# Written exercise
Lay out the records below as a Markdown table, starting at the line containing "If you don't mind, would you find the flower stalk" and running through the end of the records. Use two columns, "No." for the row number and "Line" for the line, and leave out any blank lines.

(Entries on finding named things)
_ _ _ _ _ _ _

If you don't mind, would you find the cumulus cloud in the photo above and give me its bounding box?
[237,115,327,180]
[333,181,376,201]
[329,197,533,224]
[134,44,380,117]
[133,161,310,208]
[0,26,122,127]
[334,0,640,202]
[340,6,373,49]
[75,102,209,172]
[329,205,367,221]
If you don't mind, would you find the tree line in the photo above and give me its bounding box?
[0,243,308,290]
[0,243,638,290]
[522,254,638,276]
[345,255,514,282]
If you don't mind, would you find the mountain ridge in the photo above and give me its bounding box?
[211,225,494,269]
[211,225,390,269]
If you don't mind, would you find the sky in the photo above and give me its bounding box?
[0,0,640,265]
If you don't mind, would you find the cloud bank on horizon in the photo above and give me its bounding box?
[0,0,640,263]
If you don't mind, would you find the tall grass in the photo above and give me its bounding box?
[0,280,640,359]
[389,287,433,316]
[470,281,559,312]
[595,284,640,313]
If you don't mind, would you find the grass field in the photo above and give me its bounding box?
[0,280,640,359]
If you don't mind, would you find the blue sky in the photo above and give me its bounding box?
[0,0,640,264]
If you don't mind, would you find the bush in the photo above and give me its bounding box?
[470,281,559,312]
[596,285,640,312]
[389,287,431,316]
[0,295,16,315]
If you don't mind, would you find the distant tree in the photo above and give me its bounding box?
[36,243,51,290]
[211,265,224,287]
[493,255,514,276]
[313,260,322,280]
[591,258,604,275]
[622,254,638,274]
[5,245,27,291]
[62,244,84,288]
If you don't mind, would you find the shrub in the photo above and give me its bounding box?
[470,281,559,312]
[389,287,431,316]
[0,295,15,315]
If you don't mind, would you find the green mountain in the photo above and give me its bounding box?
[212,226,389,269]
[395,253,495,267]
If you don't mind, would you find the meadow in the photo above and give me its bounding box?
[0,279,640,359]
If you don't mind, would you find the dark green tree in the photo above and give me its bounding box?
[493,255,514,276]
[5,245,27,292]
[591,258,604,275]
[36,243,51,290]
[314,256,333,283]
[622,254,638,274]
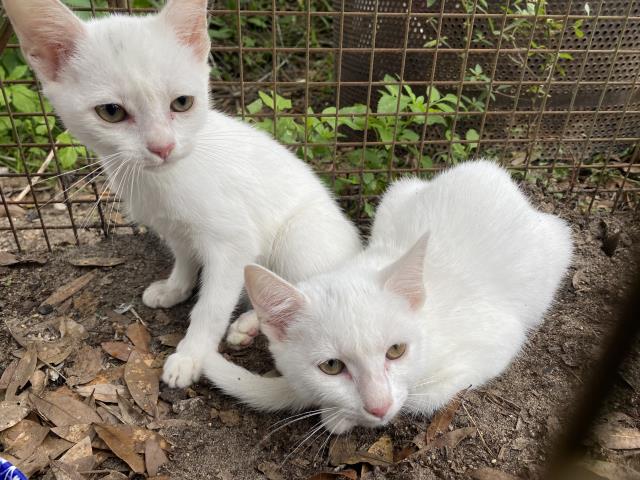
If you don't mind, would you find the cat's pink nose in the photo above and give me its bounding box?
[364,402,391,418]
[147,143,176,160]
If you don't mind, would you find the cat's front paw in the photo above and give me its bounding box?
[227,310,260,347]
[162,352,202,388]
[142,280,191,308]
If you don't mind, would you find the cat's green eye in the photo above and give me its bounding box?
[318,358,345,375]
[96,103,128,123]
[171,95,193,112]
[387,343,407,360]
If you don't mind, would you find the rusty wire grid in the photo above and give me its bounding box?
[0,0,640,253]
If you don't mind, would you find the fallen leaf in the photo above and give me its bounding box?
[40,435,73,458]
[95,424,145,473]
[40,271,96,307]
[418,389,467,447]
[0,400,30,431]
[58,317,89,340]
[307,470,358,480]
[60,436,95,472]
[116,393,147,425]
[29,392,102,427]
[0,420,49,458]
[15,448,49,478]
[51,460,84,480]
[5,344,38,400]
[100,342,133,362]
[69,257,125,267]
[124,350,160,416]
[471,467,518,480]
[144,438,169,477]
[367,435,393,463]
[76,383,126,403]
[218,410,241,427]
[158,332,184,347]
[36,337,76,365]
[65,346,102,386]
[579,459,640,480]
[0,360,18,390]
[127,323,151,353]
[51,423,95,443]
[594,424,640,450]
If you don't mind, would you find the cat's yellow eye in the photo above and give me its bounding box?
[171,95,193,112]
[96,103,128,123]
[318,358,345,375]
[387,343,407,360]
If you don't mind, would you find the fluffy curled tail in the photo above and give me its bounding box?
[203,352,306,411]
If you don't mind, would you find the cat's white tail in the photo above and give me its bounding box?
[203,352,307,411]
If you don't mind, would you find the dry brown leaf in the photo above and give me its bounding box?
[116,394,147,425]
[127,323,151,353]
[51,423,95,443]
[471,467,518,480]
[15,448,49,478]
[158,332,184,347]
[307,470,358,480]
[58,317,89,340]
[29,391,102,427]
[0,420,49,458]
[29,370,47,395]
[76,383,126,403]
[95,424,145,473]
[36,337,75,365]
[40,435,73,458]
[144,438,169,477]
[418,390,466,448]
[5,343,38,400]
[367,435,393,463]
[60,436,95,472]
[0,360,18,390]
[579,459,640,480]
[51,460,84,480]
[65,346,102,386]
[124,350,160,416]
[40,271,96,307]
[100,342,133,362]
[0,400,30,432]
[594,424,640,450]
[69,257,125,267]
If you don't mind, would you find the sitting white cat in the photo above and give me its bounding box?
[205,161,572,433]
[3,0,360,387]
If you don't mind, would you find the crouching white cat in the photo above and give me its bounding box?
[205,161,572,433]
[3,0,360,387]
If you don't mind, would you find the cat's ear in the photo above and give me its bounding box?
[244,265,306,340]
[161,0,211,61]
[2,0,85,81]
[382,233,429,310]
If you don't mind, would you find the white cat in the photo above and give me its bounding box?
[205,161,572,433]
[3,0,360,387]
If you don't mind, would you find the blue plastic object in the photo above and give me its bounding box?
[0,457,27,480]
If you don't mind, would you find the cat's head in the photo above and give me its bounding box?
[3,0,210,171]
[245,236,427,433]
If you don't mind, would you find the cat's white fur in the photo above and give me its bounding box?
[3,0,360,387]
[205,161,572,433]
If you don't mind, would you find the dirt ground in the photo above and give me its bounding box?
[0,185,640,480]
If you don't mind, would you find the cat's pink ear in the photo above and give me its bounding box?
[244,265,306,340]
[161,0,211,60]
[382,233,429,310]
[2,0,84,81]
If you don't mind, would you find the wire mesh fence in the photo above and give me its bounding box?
[0,0,640,253]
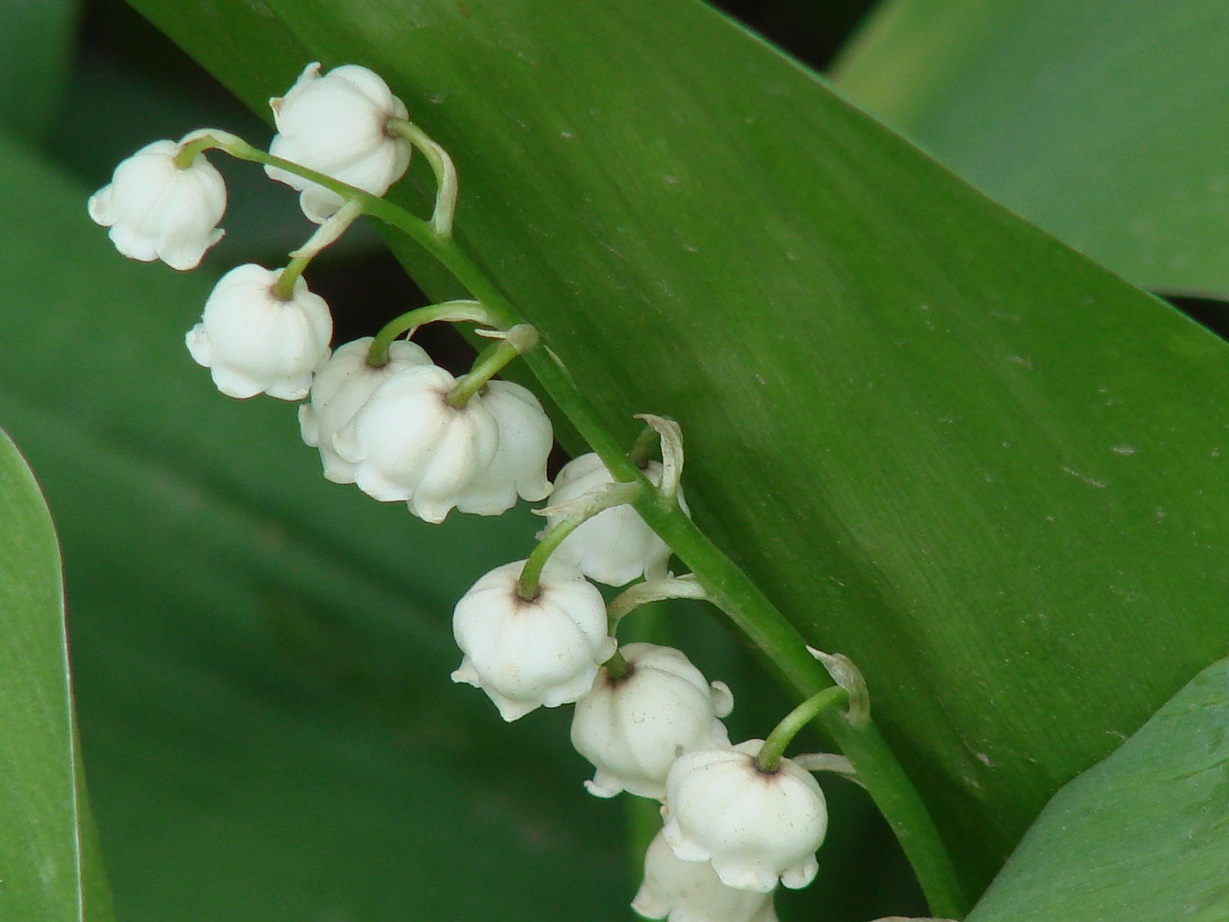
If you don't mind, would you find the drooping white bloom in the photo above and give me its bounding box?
[457,381,554,515]
[571,643,734,800]
[547,452,687,586]
[632,832,777,922]
[265,63,410,224]
[88,140,226,270]
[662,740,828,892]
[186,263,333,401]
[299,337,431,483]
[333,365,499,524]
[452,558,616,720]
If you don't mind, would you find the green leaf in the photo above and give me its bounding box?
[0,133,634,922]
[127,0,1229,892]
[968,659,1229,922]
[836,0,1229,297]
[0,430,114,922]
[0,0,77,140]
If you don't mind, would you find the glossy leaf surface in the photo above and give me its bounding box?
[837,0,1229,297]
[122,0,1229,891]
[968,660,1229,922]
[0,135,633,922]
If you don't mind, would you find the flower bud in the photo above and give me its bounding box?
[547,452,687,586]
[299,337,431,483]
[333,365,499,524]
[632,832,777,922]
[186,263,333,401]
[264,63,410,224]
[662,740,828,892]
[452,559,616,720]
[457,381,554,515]
[571,643,734,800]
[88,141,226,270]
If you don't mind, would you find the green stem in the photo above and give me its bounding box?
[516,519,583,602]
[385,118,457,237]
[449,323,537,409]
[606,575,708,637]
[516,483,651,601]
[627,425,661,470]
[602,649,628,682]
[756,687,849,773]
[273,256,311,301]
[367,300,494,368]
[204,139,970,918]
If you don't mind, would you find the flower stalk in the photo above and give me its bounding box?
[367,300,493,368]
[516,483,643,601]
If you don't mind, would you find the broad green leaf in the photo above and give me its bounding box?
[968,660,1229,922]
[0,119,917,922]
[0,430,113,922]
[0,133,633,922]
[836,0,1229,297]
[0,0,77,139]
[127,0,1229,892]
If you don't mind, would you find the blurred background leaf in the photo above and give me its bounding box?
[119,0,1229,891]
[836,0,1229,299]
[0,430,114,922]
[0,0,77,140]
[968,660,1229,922]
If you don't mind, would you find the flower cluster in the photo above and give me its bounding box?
[88,64,855,922]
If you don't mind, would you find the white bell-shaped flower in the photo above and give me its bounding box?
[571,643,734,800]
[662,740,828,892]
[632,832,777,922]
[186,263,333,401]
[547,452,687,586]
[452,558,616,720]
[299,337,431,483]
[457,381,554,515]
[333,365,499,524]
[88,141,226,270]
[264,63,410,224]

_ _ _ _ _ _ _

# Answer to this problem
| No. | Line |
|---|---|
| 1 | If you don't mind, would you find the flower stalk in the photo above and give me its bounding box? |
| 2 | [367,300,493,368] |
| 3 | [516,483,643,601] |
| 4 | If you don't mind, would you find the broad green leaf in the photo above and give me its bounding box? |
| 5 | [968,660,1229,922] |
| 6 | [0,119,917,922] |
| 7 | [0,430,113,922] |
| 8 | [0,133,633,922] |
| 9 | [836,0,1229,297] |
| 10 | [0,0,77,139] |
| 11 | [127,0,1229,892] |
| 12 | If you don't mind, would you find the blurred background leaf in the photo above and give me its bounding box? |
| 13 | [119,0,1229,891] |
| 14 | [836,0,1229,299] |
| 15 | [0,430,114,922] |
| 16 | [0,0,77,140] |
| 17 | [968,660,1229,922] |
| 18 | If you don't mind, would you find the flower cluster in the photo above and give me its bounding box? |
| 19 | [88,64,855,922] |
| 20 | If you don't mind, would you find the white bell-shaped flower in the photo above and give me its bounding box? |
| 21 | [571,643,734,800] |
| 22 | [662,740,828,892] |
| 23 | [632,832,777,922] |
| 24 | [186,263,333,401] |
| 25 | [547,452,687,586] |
| 26 | [452,558,616,720] |
| 27 | [299,337,431,483] |
| 28 | [457,381,554,515] |
| 29 | [333,365,499,524] |
| 30 | [88,141,226,270] |
| 31 | [264,63,410,224] |